— START SUPPLIED MATERIAL —
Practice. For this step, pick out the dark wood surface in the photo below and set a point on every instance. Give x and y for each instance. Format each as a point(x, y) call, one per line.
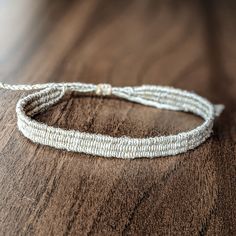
point(186, 44)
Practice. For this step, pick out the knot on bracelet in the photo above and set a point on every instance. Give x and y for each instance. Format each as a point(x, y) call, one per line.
point(104, 89)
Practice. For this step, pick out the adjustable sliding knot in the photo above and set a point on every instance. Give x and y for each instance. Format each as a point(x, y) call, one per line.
point(104, 89)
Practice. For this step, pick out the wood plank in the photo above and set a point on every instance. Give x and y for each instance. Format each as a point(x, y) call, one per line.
point(186, 44)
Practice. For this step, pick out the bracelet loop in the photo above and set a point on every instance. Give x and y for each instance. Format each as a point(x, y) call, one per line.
point(105, 145)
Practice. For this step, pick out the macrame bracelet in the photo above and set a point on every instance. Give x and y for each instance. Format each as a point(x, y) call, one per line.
point(107, 146)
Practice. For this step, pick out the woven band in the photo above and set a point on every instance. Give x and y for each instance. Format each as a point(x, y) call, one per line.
point(105, 145)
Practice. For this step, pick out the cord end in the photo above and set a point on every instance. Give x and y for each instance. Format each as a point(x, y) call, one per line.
point(218, 109)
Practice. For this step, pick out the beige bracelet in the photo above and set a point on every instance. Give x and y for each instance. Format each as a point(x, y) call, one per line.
point(105, 145)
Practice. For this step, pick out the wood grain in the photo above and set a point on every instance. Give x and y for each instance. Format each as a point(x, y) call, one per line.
point(186, 44)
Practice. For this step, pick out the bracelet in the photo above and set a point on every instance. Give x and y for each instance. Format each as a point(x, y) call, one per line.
point(105, 145)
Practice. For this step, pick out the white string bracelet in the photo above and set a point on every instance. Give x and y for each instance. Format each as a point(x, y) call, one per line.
point(105, 145)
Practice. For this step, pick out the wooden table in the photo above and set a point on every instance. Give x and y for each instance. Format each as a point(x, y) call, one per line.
point(185, 44)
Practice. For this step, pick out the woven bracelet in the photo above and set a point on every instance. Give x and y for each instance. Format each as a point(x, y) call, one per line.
point(105, 145)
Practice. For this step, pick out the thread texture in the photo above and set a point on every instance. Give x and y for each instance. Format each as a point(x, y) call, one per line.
point(105, 145)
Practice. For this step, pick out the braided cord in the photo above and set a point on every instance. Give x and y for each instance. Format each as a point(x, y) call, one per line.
point(105, 145)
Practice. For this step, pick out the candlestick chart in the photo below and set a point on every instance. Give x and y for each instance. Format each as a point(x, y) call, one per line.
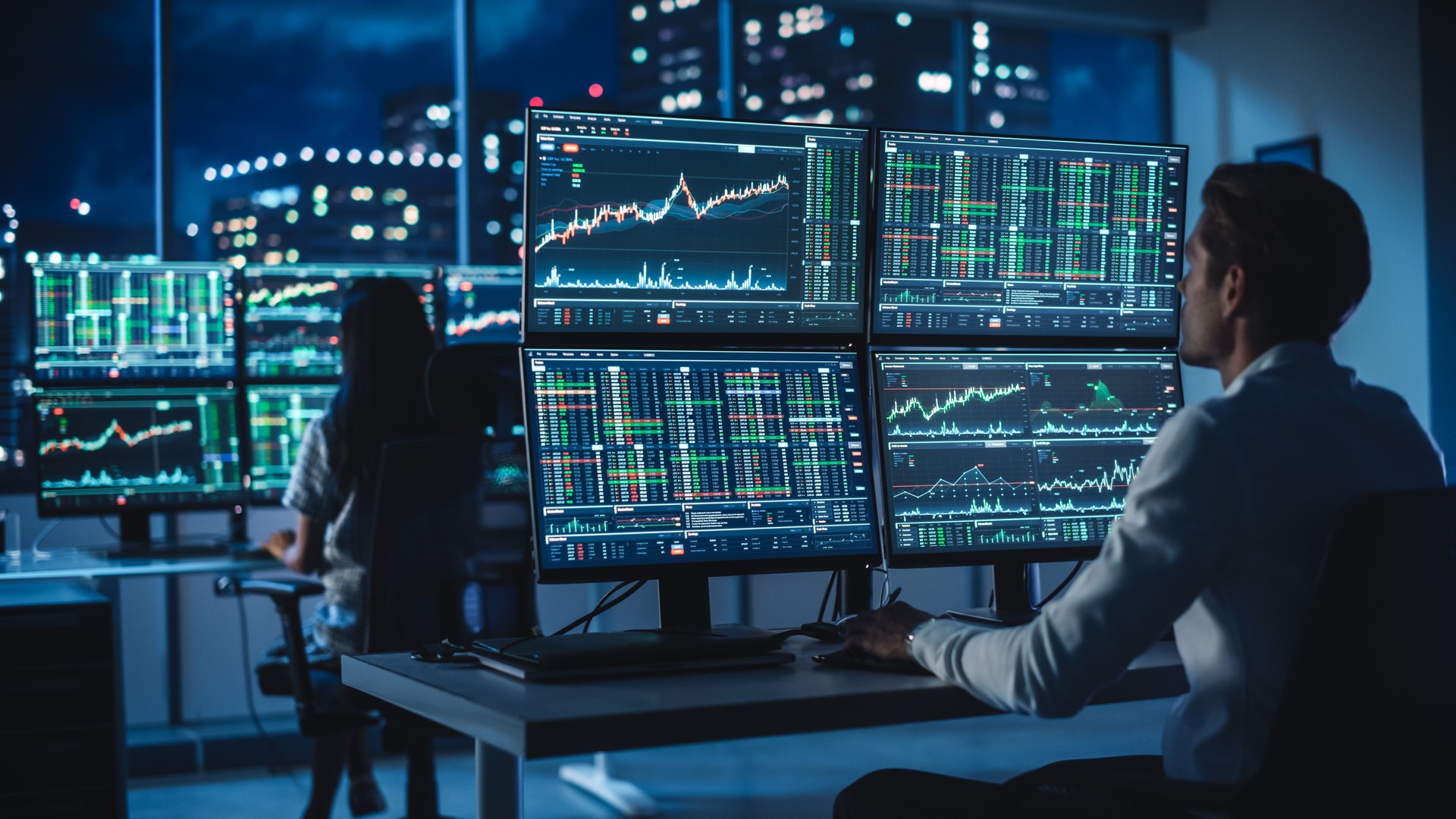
point(648, 457)
point(133, 321)
point(664, 222)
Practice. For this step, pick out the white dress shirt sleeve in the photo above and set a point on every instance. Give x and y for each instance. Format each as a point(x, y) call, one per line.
point(1187, 512)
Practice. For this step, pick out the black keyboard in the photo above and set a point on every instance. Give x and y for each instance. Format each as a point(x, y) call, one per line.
point(856, 659)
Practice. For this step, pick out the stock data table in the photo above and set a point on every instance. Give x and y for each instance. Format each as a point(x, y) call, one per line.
point(1027, 237)
point(511, 720)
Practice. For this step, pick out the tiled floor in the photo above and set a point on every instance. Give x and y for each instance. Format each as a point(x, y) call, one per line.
point(795, 776)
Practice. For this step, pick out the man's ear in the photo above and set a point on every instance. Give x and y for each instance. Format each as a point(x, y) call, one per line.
point(1234, 292)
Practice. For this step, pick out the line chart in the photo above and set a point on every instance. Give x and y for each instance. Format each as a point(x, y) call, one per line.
point(628, 215)
point(287, 293)
point(962, 483)
point(663, 281)
point(488, 319)
point(1114, 404)
point(1107, 480)
point(114, 428)
point(952, 430)
point(952, 400)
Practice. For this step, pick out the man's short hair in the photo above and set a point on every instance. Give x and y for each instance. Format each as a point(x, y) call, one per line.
point(1301, 240)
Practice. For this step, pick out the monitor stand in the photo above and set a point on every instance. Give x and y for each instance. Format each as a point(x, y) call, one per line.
point(136, 541)
point(683, 608)
point(1015, 585)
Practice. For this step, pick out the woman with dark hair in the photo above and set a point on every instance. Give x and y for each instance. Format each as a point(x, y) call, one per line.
point(386, 344)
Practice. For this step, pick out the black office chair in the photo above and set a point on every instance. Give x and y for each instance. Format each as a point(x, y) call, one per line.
point(1369, 707)
point(437, 572)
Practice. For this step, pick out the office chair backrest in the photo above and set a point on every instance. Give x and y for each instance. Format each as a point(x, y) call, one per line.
point(435, 572)
point(472, 387)
point(1370, 697)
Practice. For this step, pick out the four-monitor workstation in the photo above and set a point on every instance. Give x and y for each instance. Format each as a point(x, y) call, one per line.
point(759, 347)
point(1018, 299)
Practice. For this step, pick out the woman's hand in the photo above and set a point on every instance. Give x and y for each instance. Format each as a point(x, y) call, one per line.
point(278, 542)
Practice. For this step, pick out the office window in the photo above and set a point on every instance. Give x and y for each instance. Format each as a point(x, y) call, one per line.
point(1066, 83)
point(840, 63)
point(561, 55)
point(310, 131)
point(76, 177)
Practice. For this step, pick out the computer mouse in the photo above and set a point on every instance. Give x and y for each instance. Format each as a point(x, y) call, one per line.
point(824, 632)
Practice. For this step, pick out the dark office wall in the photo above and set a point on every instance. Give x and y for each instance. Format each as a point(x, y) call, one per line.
point(1438, 126)
point(1348, 71)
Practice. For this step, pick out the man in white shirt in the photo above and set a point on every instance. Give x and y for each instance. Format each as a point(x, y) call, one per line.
point(1228, 518)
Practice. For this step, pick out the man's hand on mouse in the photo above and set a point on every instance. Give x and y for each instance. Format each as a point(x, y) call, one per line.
point(883, 632)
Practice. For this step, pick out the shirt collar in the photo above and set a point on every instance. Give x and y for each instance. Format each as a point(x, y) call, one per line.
point(1307, 354)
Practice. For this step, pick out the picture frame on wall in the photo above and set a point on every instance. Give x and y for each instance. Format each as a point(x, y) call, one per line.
point(1304, 152)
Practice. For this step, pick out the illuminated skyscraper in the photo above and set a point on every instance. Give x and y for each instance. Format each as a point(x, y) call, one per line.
point(670, 57)
point(395, 203)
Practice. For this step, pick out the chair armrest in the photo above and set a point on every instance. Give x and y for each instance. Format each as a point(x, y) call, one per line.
point(280, 591)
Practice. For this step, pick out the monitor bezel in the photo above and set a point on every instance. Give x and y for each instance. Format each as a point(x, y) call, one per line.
point(971, 557)
point(1069, 341)
point(220, 500)
point(207, 379)
point(701, 569)
point(546, 337)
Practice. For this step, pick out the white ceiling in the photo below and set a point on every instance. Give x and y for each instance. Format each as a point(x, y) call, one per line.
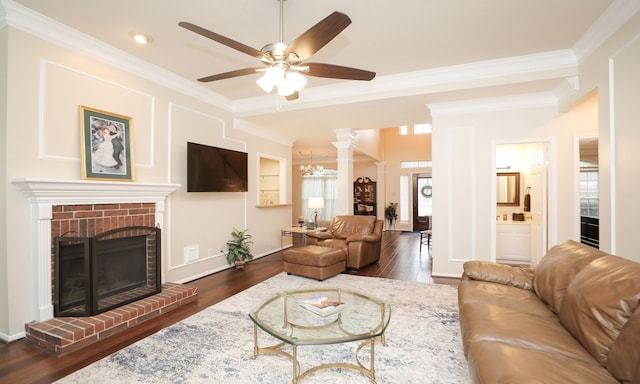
— END SUPPLIED MATERIAL —
WHAT IS REQUIRED |
Can you print every one of the records above word for word, leaving out the pictures?

CORRECT OUTPUT |
Practice. For this step, pick out the dark wood surface in the photo below and set a point on every instance. Give x and y for each instance. Format each as a point(x, y) call, one per line.
point(186, 44)
Practice. For this step, pick out the knot on bracelet in the photo above and set a point on every instance. Give x and y for each instance. Format each as a point(x, y) call, one per line.
point(104, 89)
Practice. For this step, pick out the adjustable sliding knot in the photo above and set a point on every instance. Give x and y for each instance. Format each as a point(x, y) call, one per line.
point(104, 89)
Practice. For this step, pick out the wood plank in the photo above and set a point on every instance. Give x and y for each instance. Format each as a point(x, y) call, one per line.
point(186, 44)
Practice. For this step, pick out the bracelet loop in the photo above and set a point on every instance. Give x and y for each instance. Format each as a point(x, y) call, one per line.
point(105, 145)
Practice. For this step, pick out the macrame bracelet in the photo above and set a point on every instance. Give x and y for each instance. Format each as a point(x, y) call, one per line.
point(107, 146)
Practice. For this step, pick out the woven band in the photo above and set a point on every instance. Give x and y for each instance. Format each as a point(x, y) call, one per line.
point(105, 145)
Practice. For this step, pick out the cord end in the photo above and set a point on every instance. Give x and y for each instance. Format each as a point(x, y) call, one per line.
point(218, 109)
Practice. For this step, pick out the beige bracelet in the photo above and set a point on every instance. Give x and y for each instance. Format each as a point(x, y) call, one per line.
point(105, 145)
Practice. For this step, pick out the wood grain in the photo above and set a point on every instance. Give x and y for each instance. Format each as a point(x, y) call, one per line.
point(186, 44)
Practice. For this step, pick out the bracelet in the photo above and set a point on every instance. Give x and y for each instance. Format each as a point(x, y) call, one per line.
point(105, 145)
Practice. For this step, pick out the white string bracelet in the photo above and set a point on every instance. Give x and y for each instance. Format each as a point(x, y) call, one per line.
point(105, 145)
Practice. For this step, pick out the wooden table in the photo above and set a point on every instance. Give x and y for each instance. Format each as a point(x, y) call, one per line.
point(185, 44)
Practice. For this step, pick out the woven bracelet in the photo above and set a point on every instance. Give x and y for each instance. Format each as a point(x, y) call, one per line.
point(105, 145)
Practice. For this step, pick out the thread texture in the photo above and set a point on every instance. Give x and y for each instance. Format each as a point(x, y) call, one per line.
point(105, 145)
Practice. For this step, pick out the braided cord in the photo above and set a point on every instance. Give x and y for each instance. Format each as a point(x, y) call, one per line.
point(105, 145)
Practice. For this step, pick out the candlestick chart in the photo below and set a point on every instance. Give x and y for each instance. Format each as a point(x, y) call, one per line.
point(648, 457)
point(133, 321)
point(664, 222)
Practice. For this step, pick out the white dress shirt sleeve in the photo above and set a point on every instance. Give x and y for each instance. Format each as a point(x, y) call, one per line.
point(1187, 512)
Practice. For this step, pick out the black keyboard in the photo above and set a point on every instance. Give x and y for each instance. Format each as a point(x, y) call, one per line.
point(856, 659)
Practice. For this step, pick out the stock data table in the photo above and set a point on every instance. Give x and y for each instance. Format each as a point(x, y) call, one per line.
point(1027, 237)
point(511, 720)
Practice. For this step, pick out the tiled floor in the photo above and set a point on every instance. Give x and y for each instance. Format each as a point(x, y) call, one per line.
point(795, 776)
Practice. For this step, pick out the man's ear in the photo above and set a point on every instance. Give x and y for each instance. Format each as a point(x, y) call, one per line.
point(1234, 292)
Practice. For this step, pick out the line chart in the photo above and set a point on every instance. Give x and y for each instance. Format each as a point(x, y) call, one per line.
point(628, 215)
point(287, 293)
point(962, 483)
point(663, 281)
point(488, 319)
point(1114, 404)
point(1107, 480)
point(114, 428)
point(952, 430)
point(952, 400)
Practice. For this step, pick out the man's short hair in the photo above and set a point on every instance. Give x and y for each instance. Format each as a point(x, y) call, one per line.
point(1301, 240)
Practice. For this step, pick out the monitor stand in the photo above and set a point on every instance. Give x and y for each instance. Format each as a point(x, y) call, one per line.
point(136, 541)
point(683, 608)
point(1015, 585)
Practice. For this step, pick out the woman with dark hair in the photo above and set a point on every instance. Give x and y for each instance. Format each as a point(x, y) call, one per line.
point(386, 344)
Practice. For this step, pick out the black office chair in the photo above and set a point on every instance. Give x and y for each instance. Format each as a point(x, y) call, one per line.
point(1369, 707)
point(437, 572)
Practice. For this step, pick out the office chair backrest in the photo above and set a point on every instance. Give x and y for each instance. Format each as a point(x, y) call, one per line.
point(435, 572)
point(472, 387)
point(1370, 697)
Practice. For this step, pick out the four-monitor workstation in the photo above and set a point on every instance. Give x and y for each instance. Format each as a point(x, y) call, one per line.
point(759, 347)
point(1018, 299)
Practice. For this step, pick out the woman's hand in the photo above and set a point on every instance. Give x and y for each instance. Format each as a point(x, y) call, one per line.
point(278, 542)
Practice. For this step, pick out the office window in the photo above and set a point on every instance. Give x and y for each instance. Format each as a point(x, y) call, one per line.
point(1066, 83)
point(840, 63)
point(561, 55)
point(310, 131)
point(76, 177)
Practice. For this step, pick out the computer mouse in the photo above and set a point on every instance. Give x and y for each instance. Format each as a point(x, y) call, one per line.
point(824, 632)
Practice. For this step, pick out the dark office wall in the photo above and set a point on every instance. Give x and y for each instance. Format each as a point(x, y) call, one per line.
point(1438, 126)
point(1348, 71)
Practice. For this step, pick out the man in white shirt in the photo above and set a point on every instance. Give x and y for each instance. Format each as a point(x, y) call, one per line.
point(1228, 518)
Practice. For this step, pick out the man's hand on mouse in the photo above and set a point on every instance. Give x and y for each instance. Format each as a point(x, y) call, one per line.
point(883, 632)
Practice. For this step, pick out the shirt collar in the photo above and set a point on every instance. Give x and y for each instance. Format each as a point(x, y) call, one per line.
point(1307, 354)
Practice. For this step, pick out the picture frame on wall in the photo above and set a point on every instance. Give x and y for each instance. Format each as a point(x, y) call, one per line.
point(1304, 152)
Practice. For this step, pick out the illuminated skyscraper in the photo above and set a point on every instance. Give x and y for each instance. Format each as a point(x, y) call, one per line.
point(670, 57)
point(395, 203)
Practice. For this step, pick out the chair armrest in the photo above and set a point on every instance. Give x and y for each instance. Format each as a point(x, y) call, one per line.
point(280, 591)
Practice. For this step, pick out the monitor bezel in the photo above and set a point on every instance. Give x and y for each instance. Format each as a point(x, y) call, one per line.
point(971, 557)
point(1069, 341)
point(220, 500)
point(207, 379)
point(701, 569)
point(546, 337)
Practice. For this step, pick out the white ceiling in the photo below and set a point on every instance. Give x and y for each instance. Format each as a point(x, y) call, one per line.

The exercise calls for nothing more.